● What the exercise asks: Find every line in the rows below that contains the string "bush" and copy each one. Treat uppercase and lowercase letters as different.

### Rows ###

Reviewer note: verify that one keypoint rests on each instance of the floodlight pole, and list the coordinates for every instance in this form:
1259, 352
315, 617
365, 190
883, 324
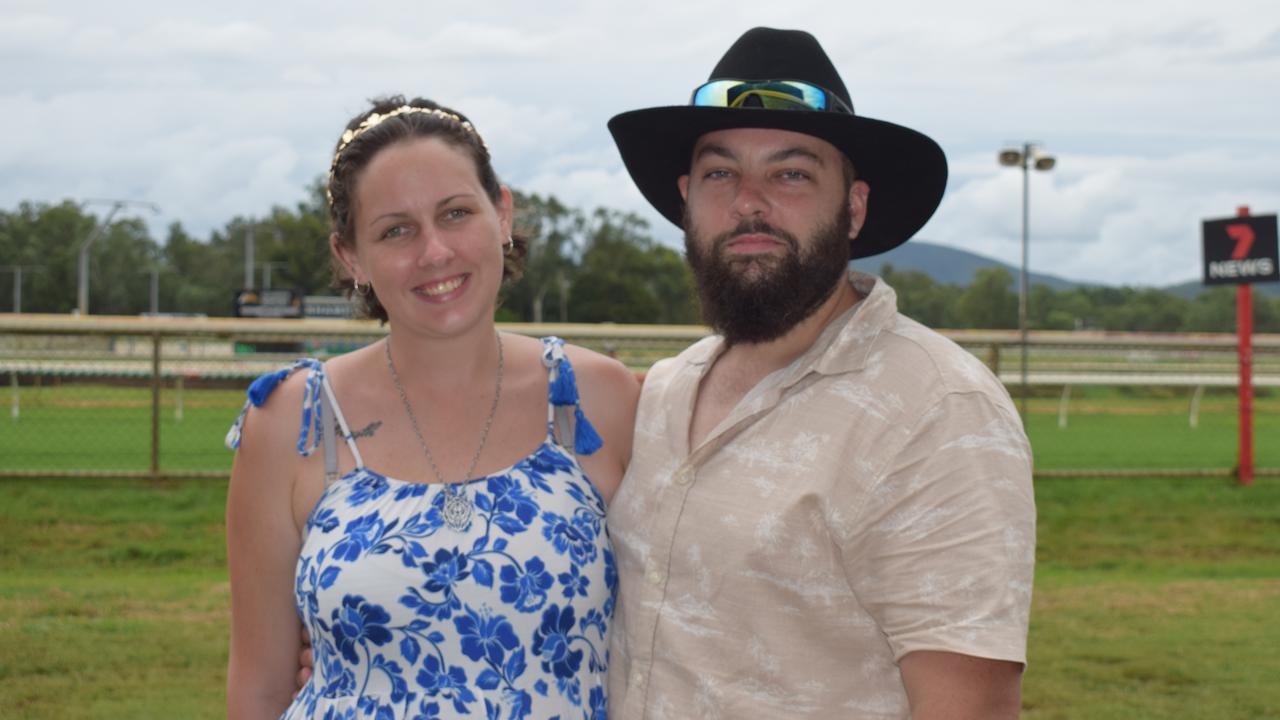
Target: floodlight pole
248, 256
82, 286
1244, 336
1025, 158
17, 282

###
### Rows ###

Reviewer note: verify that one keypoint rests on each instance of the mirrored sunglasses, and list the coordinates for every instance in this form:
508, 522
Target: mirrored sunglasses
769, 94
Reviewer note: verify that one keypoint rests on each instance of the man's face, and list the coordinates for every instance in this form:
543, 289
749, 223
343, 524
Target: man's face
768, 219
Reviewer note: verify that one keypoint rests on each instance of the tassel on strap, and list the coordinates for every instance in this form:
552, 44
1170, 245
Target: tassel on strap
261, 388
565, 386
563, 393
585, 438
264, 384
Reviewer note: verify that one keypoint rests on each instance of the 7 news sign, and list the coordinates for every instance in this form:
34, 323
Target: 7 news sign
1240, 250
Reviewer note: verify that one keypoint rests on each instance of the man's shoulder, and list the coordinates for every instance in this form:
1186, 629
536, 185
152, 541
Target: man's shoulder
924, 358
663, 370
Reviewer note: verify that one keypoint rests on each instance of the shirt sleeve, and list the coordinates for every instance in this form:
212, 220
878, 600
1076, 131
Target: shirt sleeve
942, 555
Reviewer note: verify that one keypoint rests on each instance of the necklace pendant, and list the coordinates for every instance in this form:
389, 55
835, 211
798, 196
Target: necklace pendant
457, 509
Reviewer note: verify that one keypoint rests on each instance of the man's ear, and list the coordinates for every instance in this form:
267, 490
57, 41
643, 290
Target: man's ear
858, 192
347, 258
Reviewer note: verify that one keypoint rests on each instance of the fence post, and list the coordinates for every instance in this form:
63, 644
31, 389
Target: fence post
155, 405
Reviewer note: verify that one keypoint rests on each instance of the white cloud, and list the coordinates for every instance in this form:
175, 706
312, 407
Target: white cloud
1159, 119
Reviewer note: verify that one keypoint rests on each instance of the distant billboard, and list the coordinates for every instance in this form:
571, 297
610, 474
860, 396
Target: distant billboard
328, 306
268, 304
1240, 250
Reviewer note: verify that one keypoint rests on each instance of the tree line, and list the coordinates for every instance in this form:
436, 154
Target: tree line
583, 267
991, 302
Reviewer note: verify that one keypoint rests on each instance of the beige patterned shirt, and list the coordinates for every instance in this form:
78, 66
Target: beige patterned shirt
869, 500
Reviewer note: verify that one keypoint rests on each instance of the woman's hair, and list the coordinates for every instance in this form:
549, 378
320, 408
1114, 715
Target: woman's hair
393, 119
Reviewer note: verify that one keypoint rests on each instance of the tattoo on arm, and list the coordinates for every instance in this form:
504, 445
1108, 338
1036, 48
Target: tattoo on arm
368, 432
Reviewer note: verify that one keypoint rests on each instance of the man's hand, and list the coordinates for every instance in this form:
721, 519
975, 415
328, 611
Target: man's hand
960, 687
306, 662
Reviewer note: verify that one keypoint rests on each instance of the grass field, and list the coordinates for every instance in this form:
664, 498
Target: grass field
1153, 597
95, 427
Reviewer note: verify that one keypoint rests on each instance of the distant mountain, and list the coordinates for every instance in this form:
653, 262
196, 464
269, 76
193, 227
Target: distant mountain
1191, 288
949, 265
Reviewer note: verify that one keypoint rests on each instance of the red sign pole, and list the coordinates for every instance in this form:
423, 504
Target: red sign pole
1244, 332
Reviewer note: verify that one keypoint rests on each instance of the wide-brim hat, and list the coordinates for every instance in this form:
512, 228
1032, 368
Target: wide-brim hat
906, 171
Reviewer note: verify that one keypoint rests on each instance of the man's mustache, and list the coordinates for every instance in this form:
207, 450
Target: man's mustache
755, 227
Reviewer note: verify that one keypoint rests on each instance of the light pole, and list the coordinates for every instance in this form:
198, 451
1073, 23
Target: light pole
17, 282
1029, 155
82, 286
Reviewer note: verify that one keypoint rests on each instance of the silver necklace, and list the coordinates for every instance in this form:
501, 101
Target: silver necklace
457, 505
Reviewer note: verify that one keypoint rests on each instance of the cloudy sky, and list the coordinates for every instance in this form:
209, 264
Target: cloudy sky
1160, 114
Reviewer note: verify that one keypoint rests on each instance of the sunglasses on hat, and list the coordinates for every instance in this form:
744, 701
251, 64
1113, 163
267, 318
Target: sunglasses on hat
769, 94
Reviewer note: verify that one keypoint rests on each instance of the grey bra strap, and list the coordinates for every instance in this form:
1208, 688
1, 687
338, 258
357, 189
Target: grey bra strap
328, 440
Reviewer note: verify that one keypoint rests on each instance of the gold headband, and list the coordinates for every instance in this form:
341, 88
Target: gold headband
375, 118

###
### Rows ###

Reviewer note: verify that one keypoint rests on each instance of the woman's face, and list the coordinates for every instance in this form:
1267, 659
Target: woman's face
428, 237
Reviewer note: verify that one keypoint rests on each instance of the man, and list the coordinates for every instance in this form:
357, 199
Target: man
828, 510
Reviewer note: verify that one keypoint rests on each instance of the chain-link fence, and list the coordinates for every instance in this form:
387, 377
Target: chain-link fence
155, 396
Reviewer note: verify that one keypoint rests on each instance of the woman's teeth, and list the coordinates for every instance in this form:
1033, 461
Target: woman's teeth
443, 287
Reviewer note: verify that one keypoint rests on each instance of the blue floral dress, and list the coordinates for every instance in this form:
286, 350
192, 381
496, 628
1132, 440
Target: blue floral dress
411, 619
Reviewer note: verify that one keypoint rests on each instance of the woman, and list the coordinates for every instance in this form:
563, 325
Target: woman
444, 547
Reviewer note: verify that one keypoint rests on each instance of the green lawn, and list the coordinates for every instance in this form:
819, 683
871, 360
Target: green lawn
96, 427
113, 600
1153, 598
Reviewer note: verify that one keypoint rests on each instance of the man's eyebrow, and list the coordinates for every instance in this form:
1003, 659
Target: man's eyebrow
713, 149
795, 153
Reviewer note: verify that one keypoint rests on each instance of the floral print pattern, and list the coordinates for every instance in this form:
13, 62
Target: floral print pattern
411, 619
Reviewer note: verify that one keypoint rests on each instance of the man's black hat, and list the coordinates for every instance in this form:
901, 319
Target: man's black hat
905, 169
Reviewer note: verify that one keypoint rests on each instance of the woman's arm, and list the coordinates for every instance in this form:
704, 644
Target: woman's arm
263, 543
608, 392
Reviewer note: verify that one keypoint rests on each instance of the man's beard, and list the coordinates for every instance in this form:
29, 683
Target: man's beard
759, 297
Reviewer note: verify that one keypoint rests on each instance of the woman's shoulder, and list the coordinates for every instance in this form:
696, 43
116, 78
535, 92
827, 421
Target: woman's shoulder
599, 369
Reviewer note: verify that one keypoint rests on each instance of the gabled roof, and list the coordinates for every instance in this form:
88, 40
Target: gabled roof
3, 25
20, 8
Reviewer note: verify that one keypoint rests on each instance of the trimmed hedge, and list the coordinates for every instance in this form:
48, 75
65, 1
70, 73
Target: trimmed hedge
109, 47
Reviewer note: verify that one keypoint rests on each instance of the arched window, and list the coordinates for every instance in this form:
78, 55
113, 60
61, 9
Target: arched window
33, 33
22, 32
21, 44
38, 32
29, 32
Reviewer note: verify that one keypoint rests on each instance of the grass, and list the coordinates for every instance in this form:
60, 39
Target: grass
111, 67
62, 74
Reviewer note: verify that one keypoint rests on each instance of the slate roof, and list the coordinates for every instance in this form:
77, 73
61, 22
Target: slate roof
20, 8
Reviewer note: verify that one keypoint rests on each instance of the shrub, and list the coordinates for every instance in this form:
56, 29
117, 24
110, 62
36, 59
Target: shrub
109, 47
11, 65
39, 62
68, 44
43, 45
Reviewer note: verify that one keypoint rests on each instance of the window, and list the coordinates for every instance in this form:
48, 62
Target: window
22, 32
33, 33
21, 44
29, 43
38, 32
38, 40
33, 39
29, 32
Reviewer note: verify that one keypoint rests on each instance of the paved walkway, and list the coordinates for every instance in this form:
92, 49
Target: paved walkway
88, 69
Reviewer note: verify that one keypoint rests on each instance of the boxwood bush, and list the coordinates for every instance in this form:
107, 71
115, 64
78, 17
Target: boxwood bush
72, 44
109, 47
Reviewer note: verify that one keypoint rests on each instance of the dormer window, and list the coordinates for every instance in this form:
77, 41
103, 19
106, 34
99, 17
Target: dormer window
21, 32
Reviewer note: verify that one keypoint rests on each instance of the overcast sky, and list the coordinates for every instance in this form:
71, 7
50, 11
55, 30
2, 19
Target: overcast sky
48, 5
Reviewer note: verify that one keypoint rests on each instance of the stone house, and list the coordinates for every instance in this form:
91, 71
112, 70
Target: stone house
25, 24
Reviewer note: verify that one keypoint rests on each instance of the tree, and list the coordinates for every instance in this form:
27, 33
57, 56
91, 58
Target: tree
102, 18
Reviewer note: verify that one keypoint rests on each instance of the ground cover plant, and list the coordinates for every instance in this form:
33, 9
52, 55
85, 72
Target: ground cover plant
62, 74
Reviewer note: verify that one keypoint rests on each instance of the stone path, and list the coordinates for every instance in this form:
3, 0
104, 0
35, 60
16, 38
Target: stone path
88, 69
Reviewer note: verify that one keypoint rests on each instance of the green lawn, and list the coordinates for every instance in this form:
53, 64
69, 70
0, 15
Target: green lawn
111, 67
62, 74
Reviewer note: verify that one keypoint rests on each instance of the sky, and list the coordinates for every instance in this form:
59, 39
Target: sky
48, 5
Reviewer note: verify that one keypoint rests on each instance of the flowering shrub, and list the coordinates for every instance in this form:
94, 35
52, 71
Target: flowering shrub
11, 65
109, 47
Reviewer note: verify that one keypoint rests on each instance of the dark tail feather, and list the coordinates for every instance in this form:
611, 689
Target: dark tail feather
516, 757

###

● Task result:
Reviewer note: verify that one keypoint rests on each instance of the boxwood bush, and list the coordinates for every instance in this form:
Target: boxwood bush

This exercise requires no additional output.